• TEXTO DE ORIGEN:
<<<<
Lo habitual en el cine es ver la película en tercera persona. Puede ser un reparto coral o un solo protagonista, pero el ojo mira desde la pasividad y quizás con cierta indiferencia. Se es espectador y nada más. Julio Cortázar solía ser crítico con los lectores pasivos, por eso disfrutaba tanto inventar juegos como los de Rayuela: en lugar de un lector que está solo recibiendo información, invita a participar de la trama y la reflexión. Es algo arriesgado porque el producto puede salir muy mal o aburrir.
Nickel Boys, de RaMell Ross, es una película que aunque estuvo nominada a los Oscar se escuchó muy poco en los medios si se le compara con Anora, The Brutalist o Emilia Pérez, pero ofrece una propuesta en la que el director busca acercar a las personas al horror del racismo en Estados Unidos. La cámara de Nickel Boys salta entre las miradas de Elwood y Turner para contarnos cómo son sus vidas en la escuela de reforma Nickel Academy, donde son víctimas de abusos por parte de los encargados. Una historia que puede sonar trillada y, sin embargo, gracias a su perspectiva se asiste a un cine que en este momento ya tiene claras referencias en los videojuegos.
Lo que logra Ross es que en momentos como la detención de Elwood sea posible percibir su miedo, sus miradas cabizbajas, su respiración, cómo se percibe la mirada de quien le acompaña —un sospechoso ladrón— y cómo es su llegada a la Nickel Academy, donde su perspectiva comienza a mezclarse con la de Turner. Luego están escenas como la visita frustrada de la abuela de Elwood al recinto. Como no da con él, se encuentra con su amigo y le ofrece un abrazo para su nieto que ocurre varias veces por lo apenado que se siente Turner: de nuevo, los movimientos cabizbajos de la cámara y la respiración.
De buenas a primeras se puede decir que está grabada en primera persona, porque se viven los golpes que sufren los protagonistas, las persecuciones y sus miedos. En ese sentido está relacionada con El hijo de Saúl de László Nemes, en la que la cámara la mayor parte del tiempo está detrás del protagonista para vivir de la manera más hiperrealista posible el horror del Holocausto y la guerra. Pero esta vez la cámara es siempre los ojos de uno de los dos personajes. Es decir, no es solo la primera persona, también es segunda persona del singular porque los interlocutores le hablan al otro desde nuestro punto de vista, tal como ocurre en la novela Aura de Carlos Fuentes o en el cuento “Carta a una señorita de París” de Cortázar. No diría que hay un intento por experimentar con el método de la corriente de conciencia, usado por escritores como James Joyce o William Faulkner, porque la introspección de los personajes no es tan extrema, más bien considero que hay una búsqueda documental y de denuncia del director cuando mezcla esta perspectiva con imágenes transitorias sobre la historia de la discriminación racial en Estados Unidos. En la película sí destacaría un pensamiento suelto en pantalla: un caimán que es esencial en la vida de Elwood porque, como creció en la periferia y seguramente vio muchos caimanes, posiblemente es una representación de su miedo.
>>>>
• LÍNEAS EXTRAÍDAS:
<<<<
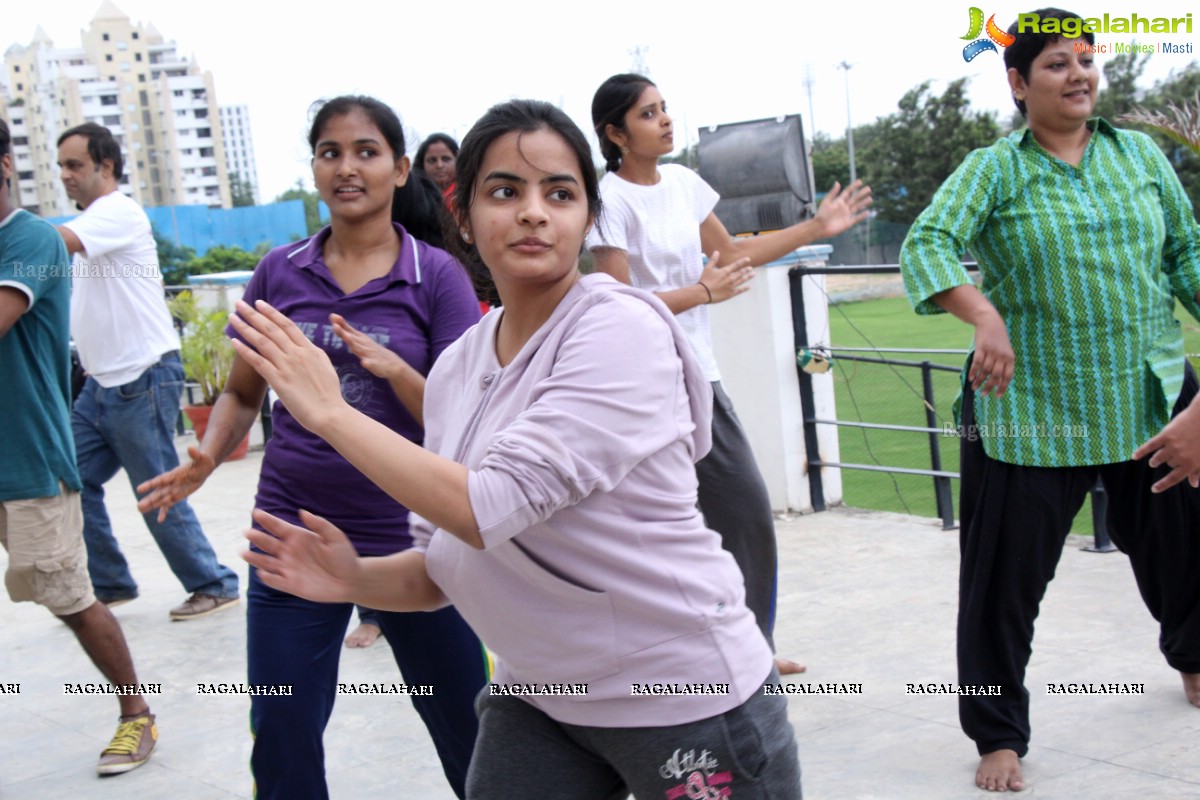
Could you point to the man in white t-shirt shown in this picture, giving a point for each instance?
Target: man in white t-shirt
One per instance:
(125, 415)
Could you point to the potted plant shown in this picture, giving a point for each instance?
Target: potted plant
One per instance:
(208, 358)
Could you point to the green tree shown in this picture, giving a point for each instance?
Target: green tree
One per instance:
(222, 259)
(311, 211)
(172, 259)
(906, 156)
(1121, 76)
(1182, 91)
(831, 161)
(241, 191)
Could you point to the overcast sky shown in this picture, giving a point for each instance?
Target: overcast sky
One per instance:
(442, 70)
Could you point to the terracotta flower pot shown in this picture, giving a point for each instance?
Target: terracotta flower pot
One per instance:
(199, 417)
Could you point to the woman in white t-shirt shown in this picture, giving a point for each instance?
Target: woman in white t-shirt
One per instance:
(658, 223)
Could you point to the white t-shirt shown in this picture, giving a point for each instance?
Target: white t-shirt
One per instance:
(119, 317)
(659, 229)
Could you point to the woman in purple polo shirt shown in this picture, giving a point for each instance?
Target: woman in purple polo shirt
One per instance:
(557, 506)
(383, 306)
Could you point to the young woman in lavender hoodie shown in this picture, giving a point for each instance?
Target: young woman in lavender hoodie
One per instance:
(557, 501)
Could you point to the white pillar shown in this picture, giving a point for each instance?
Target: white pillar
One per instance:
(755, 349)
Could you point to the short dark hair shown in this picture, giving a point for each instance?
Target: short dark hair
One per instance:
(1029, 46)
(610, 104)
(522, 116)
(101, 145)
(377, 112)
(430, 140)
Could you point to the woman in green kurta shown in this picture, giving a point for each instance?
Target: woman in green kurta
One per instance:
(1085, 240)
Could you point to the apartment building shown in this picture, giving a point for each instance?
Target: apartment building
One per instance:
(160, 106)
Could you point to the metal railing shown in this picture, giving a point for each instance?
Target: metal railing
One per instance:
(941, 477)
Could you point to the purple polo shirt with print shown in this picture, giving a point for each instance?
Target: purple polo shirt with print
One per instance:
(418, 310)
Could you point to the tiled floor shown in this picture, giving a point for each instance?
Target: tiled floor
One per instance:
(864, 599)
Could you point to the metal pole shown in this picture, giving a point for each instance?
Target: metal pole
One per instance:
(1101, 541)
(808, 404)
(941, 485)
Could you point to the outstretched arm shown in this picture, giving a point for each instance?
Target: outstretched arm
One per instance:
(838, 212)
(1177, 445)
(717, 283)
(307, 384)
(991, 366)
(407, 383)
(319, 563)
(233, 414)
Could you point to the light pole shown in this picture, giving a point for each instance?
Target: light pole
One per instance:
(850, 126)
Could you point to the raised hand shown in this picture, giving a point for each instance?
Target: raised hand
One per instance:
(169, 488)
(725, 282)
(1177, 445)
(317, 563)
(298, 371)
(841, 210)
(993, 364)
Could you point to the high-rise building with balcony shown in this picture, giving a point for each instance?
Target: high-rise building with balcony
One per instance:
(240, 146)
(161, 107)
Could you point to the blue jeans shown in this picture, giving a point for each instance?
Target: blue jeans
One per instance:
(294, 642)
(133, 426)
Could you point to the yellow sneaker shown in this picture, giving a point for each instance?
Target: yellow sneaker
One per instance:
(131, 746)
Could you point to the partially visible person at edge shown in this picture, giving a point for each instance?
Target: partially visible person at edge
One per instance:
(557, 501)
(125, 415)
(383, 306)
(1085, 240)
(436, 157)
(658, 226)
(41, 521)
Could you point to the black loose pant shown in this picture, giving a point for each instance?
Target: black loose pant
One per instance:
(1014, 523)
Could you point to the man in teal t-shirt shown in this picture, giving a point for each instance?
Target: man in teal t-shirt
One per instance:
(41, 522)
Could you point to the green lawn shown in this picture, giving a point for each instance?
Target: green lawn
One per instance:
(893, 395)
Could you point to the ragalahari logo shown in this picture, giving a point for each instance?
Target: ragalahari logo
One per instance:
(983, 44)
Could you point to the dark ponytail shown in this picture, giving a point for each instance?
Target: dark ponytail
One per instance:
(610, 104)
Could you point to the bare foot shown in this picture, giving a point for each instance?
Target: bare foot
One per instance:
(1000, 771)
(364, 636)
(789, 667)
(1192, 687)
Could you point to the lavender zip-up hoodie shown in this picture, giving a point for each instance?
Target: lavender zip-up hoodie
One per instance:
(597, 567)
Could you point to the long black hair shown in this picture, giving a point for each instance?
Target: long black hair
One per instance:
(610, 104)
(521, 116)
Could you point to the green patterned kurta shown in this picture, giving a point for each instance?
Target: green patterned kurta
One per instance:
(1084, 264)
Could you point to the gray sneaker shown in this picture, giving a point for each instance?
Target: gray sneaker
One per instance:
(199, 605)
(131, 745)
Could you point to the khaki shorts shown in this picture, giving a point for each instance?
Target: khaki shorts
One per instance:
(47, 557)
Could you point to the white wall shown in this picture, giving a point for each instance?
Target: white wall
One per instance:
(755, 349)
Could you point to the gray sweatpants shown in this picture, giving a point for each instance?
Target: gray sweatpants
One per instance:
(747, 753)
(735, 503)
>>>>
• ACTIVIDAD:
Transcribe de la reseña sobre Nickel Boys el fragmento que va de "Lo que logra" a "y la respiración.". Las líneas constituyen un material independiente de la reseña sobre Nickel Boys.

• RESPUESTA DEL EJERCICIO:
Lo que logra Ross es que en momentos como la detención de Elwood sea posible percibir su miedo, sus miradas cabizbajas, su respiración, cómo se percibe la mirada de quien le acompaña —un sospechoso ladrón— y cómo es su llegada a la Nickel Academy, donde su perspectiva comienza a mezclarse con la de Turner. Luego están escenas como la visita frustrada de la abuela de Elwood al recinto. Como no da con él, se encuentra con su amigo y le ofrece un abrazo para su nieto que ocurre varias veces por lo apenado que se siente Turner: de nuevo, los movimientos cabizbajos de la cámara y la respiración.